> **Exercise**
What is needed is an exact copy of the data below, pictures excluded.

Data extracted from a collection
········

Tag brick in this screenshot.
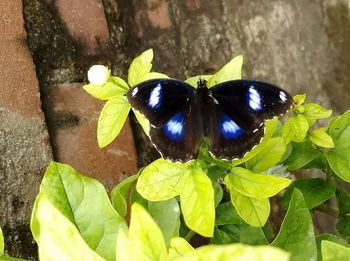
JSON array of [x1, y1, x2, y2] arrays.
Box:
[[44, 83, 137, 190], [54, 0, 110, 54], [0, 1, 52, 258]]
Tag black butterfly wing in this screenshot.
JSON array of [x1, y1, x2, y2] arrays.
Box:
[[150, 102, 204, 162], [127, 79, 203, 162], [127, 79, 196, 127], [209, 80, 293, 132], [207, 100, 264, 160]]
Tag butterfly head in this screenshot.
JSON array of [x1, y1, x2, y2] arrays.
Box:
[[197, 79, 208, 89]]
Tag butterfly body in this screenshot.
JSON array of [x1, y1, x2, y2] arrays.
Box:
[[127, 78, 293, 162]]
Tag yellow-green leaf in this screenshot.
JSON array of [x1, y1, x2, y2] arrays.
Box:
[[321, 240, 350, 261], [128, 49, 153, 86], [97, 97, 130, 148], [83, 77, 128, 100], [309, 129, 334, 148], [169, 237, 194, 259], [179, 165, 215, 237], [136, 159, 185, 201], [207, 55, 243, 87], [228, 189, 270, 227], [226, 167, 291, 199]]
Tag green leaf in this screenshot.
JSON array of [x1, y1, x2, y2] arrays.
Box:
[[228, 189, 270, 227], [225, 167, 291, 198], [309, 128, 334, 148], [111, 174, 138, 218], [325, 110, 350, 182], [139, 72, 169, 82], [316, 234, 348, 261], [148, 198, 180, 247], [133, 109, 150, 137], [281, 178, 335, 209], [0, 226, 3, 255], [83, 77, 128, 100], [213, 181, 223, 207], [179, 244, 289, 261], [33, 161, 126, 261], [31, 194, 105, 261], [232, 118, 279, 166], [322, 241, 350, 261], [207, 165, 228, 181], [185, 75, 212, 88], [136, 158, 185, 201], [215, 201, 243, 226], [336, 216, 350, 236], [272, 189, 316, 261], [283, 142, 321, 170], [207, 55, 243, 87], [0, 256, 28, 261], [97, 97, 130, 148], [169, 237, 194, 259], [303, 103, 332, 125], [116, 203, 168, 261], [219, 223, 268, 246], [336, 189, 350, 215], [293, 94, 306, 105], [179, 165, 215, 237], [212, 228, 235, 244], [283, 114, 309, 142], [128, 49, 153, 86], [245, 137, 287, 172], [130, 187, 149, 210]]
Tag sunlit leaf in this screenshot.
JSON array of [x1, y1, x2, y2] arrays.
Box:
[[321, 240, 350, 261], [128, 49, 153, 86], [97, 97, 130, 148]]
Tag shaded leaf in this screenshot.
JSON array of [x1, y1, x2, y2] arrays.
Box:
[[111, 174, 138, 218], [284, 142, 320, 170], [215, 201, 243, 226], [272, 189, 316, 261], [148, 198, 180, 247], [281, 178, 335, 209]]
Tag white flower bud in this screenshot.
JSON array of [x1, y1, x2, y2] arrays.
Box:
[[87, 65, 110, 86]]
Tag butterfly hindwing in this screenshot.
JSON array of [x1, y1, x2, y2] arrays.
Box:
[[127, 79, 196, 128], [150, 102, 203, 162], [207, 100, 264, 160], [209, 80, 293, 132]]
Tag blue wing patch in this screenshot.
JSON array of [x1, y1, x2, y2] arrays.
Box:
[[247, 86, 263, 112], [220, 115, 244, 139], [148, 83, 163, 109], [163, 112, 185, 141]]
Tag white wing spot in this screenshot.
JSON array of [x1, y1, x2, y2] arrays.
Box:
[[248, 86, 262, 112], [131, 87, 138, 97], [148, 84, 162, 109], [279, 91, 287, 103]]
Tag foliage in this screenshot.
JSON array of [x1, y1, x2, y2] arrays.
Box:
[[3, 49, 350, 260]]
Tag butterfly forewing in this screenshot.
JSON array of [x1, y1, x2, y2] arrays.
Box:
[[127, 79, 196, 128], [209, 80, 293, 132]]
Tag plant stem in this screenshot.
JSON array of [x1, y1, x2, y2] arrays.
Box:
[[315, 203, 339, 218], [184, 230, 196, 241]]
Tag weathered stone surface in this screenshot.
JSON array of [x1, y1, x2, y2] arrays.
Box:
[[44, 83, 137, 190], [0, 1, 52, 258]]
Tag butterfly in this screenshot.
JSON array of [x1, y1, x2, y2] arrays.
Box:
[[127, 78, 293, 162]]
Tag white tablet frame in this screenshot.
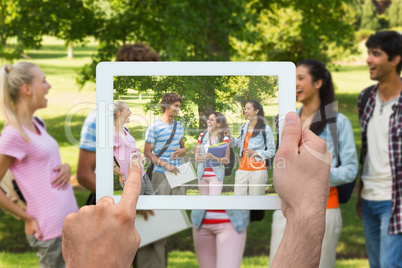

········

> **Answer to the exercise**
Tag brick in this screenshot.
JSON array of [x1, y1, x2, y2] arrays.
Box:
[[44, 83, 137, 190], [54, 0, 110, 54], [0, 1, 52, 258]]
Tag black butterfly wing in this screenshot.
JSON array of [x1, y1, x2, y2] arrays.
Box:
[[150, 102, 204, 162], [127, 79, 203, 162], [127, 79, 196, 127], [209, 80, 293, 132], [207, 100, 264, 160]]
Tag butterfly head in this screenshot.
JSON array of [x1, y1, x2, y2] arrays.
Box:
[[197, 79, 208, 89]]
Tag butterfly body in this screenshot.
JSON array of [x1, y1, x2, y2] arrays.
Box:
[[127, 78, 293, 162]]
Tag yellow-green leaf in this screenshot.
JSON array of [x1, y1, x2, y2] arrays.
Box:
[[321, 240, 350, 261], [128, 49, 153, 86], [97, 97, 130, 148], [83, 77, 128, 100], [309, 129, 334, 148], [169, 237, 194, 259], [179, 165, 215, 237], [136, 159, 185, 201], [207, 55, 243, 87], [228, 189, 270, 227], [226, 167, 291, 199]]
Tag green leaf in this screenshot.
JSON array of [x1, y1, x2, y2] arrays.
Box:
[[228, 189, 270, 227], [225, 167, 291, 198], [309, 128, 334, 148], [111, 174, 138, 218], [325, 110, 350, 182], [139, 72, 169, 82], [316, 234, 348, 261], [148, 198, 180, 247], [133, 109, 150, 137], [281, 178, 335, 209], [0, 226, 3, 255], [83, 77, 128, 100], [213, 181, 223, 207], [179, 244, 289, 261], [33, 161, 126, 261], [31, 194, 105, 261], [232, 118, 279, 166], [322, 241, 350, 261], [207, 165, 228, 181], [185, 75, 212, 88], [136, 158, 185, 201], [215, 201, 243, 226], [336, 216, 350, 236], [272, 189, 316, 261], [283, 142, 321, 170], [207, 55, 243, 87], [0, 256, 28, 261], [97, 97, 130, 148], [169, 237, 194, 259], [303, 103, 332, 125], [116, 203, 168, 261], [219, 223, 268, 246], [336, 189, 350, 215], [293, 94, 306, 105], [179, 165, 215, 237], [212, 228, 235, 244], [283, 114, 309, 142], [128, 49, 153, 86], [245, 137, 287, 172], [130, 187, 149, 210]]
Tag sunlit leaf in this screenshot.
JSON array of [x1, y1, x2, y2] arrays.
Box:
[[321, 240, 350, 261], [128, 49, 153, 86], [97, 97, 130, 148]]
Tag shaded leaf in this screenshot.
JSON array of [x1, y1, x2, y2] arrays.
Box:
[[111, 174, 138, 218], [284, 142, 320, 170], [215, 201, 243, 226], [272, 189, 316, 261], [148, 198, 180, 247], [281, 178, 335, 209]]
Tag white flower bud in this screenshot.
JSON array of [x1, y1, x2, y2] arrays.
Box:
[[87, 65, 110, 86]]
Tag butterfly hindwing in this screenshot.
JSON array of [x1, y1, x2, y2] arrays.
Box:
[[127, 79, 196, 128], [150, 102, 203, 162], [207, 100, 264, 160], [209, 80, 293, 132]]
Tag blue wing patch in this screenshot.
JSON array of [x1, y1, x2, y2] arrays.
Box:
[[247, 86, 263, 112], [220, 115, 244, 139], [148, 83, 163, 109], [163, 112, 185, 141]]
Tag white wing spot in this screenshot.
JSON array of [x1, y1, x2, y2] arrays.
Box:
[[248, 86, 262, 112], [131, 87, 138, 97], [148, 84, 162, 109], [279, 91, 287, 103]]
Tag foliage in this screenshot.
JSON array of [x1, y1, x2, y2] arrays.
Box:
[[3, 49, 350, 260]]
Tag butterfly forewing in this screenshot.
JSON array of [x1, y1, x2, y2] arrays.
Box:
[[127, 79, 196, 128], [209, 80, 293, 132]]
Tag plant stem in this screenshot.
JSON array of [x1, y1, x2, y2] arrays.
Box:
[[315, 203, 339, 218], [184, 230, 196, 241]]
Tag weathered stone surface in this screenshot.
JSON array of [x1, y1, x2, y2] arrays.
Box:
[[44, 83, 137, 190], [0, 1, 52, 258]]
Tag butterfly in this screenshot.
JSON array of [x1, y1, x2, y2] arrays.
Box:
[[127, 78, 293, 162]]
Tag white tablet frame in this screenshot.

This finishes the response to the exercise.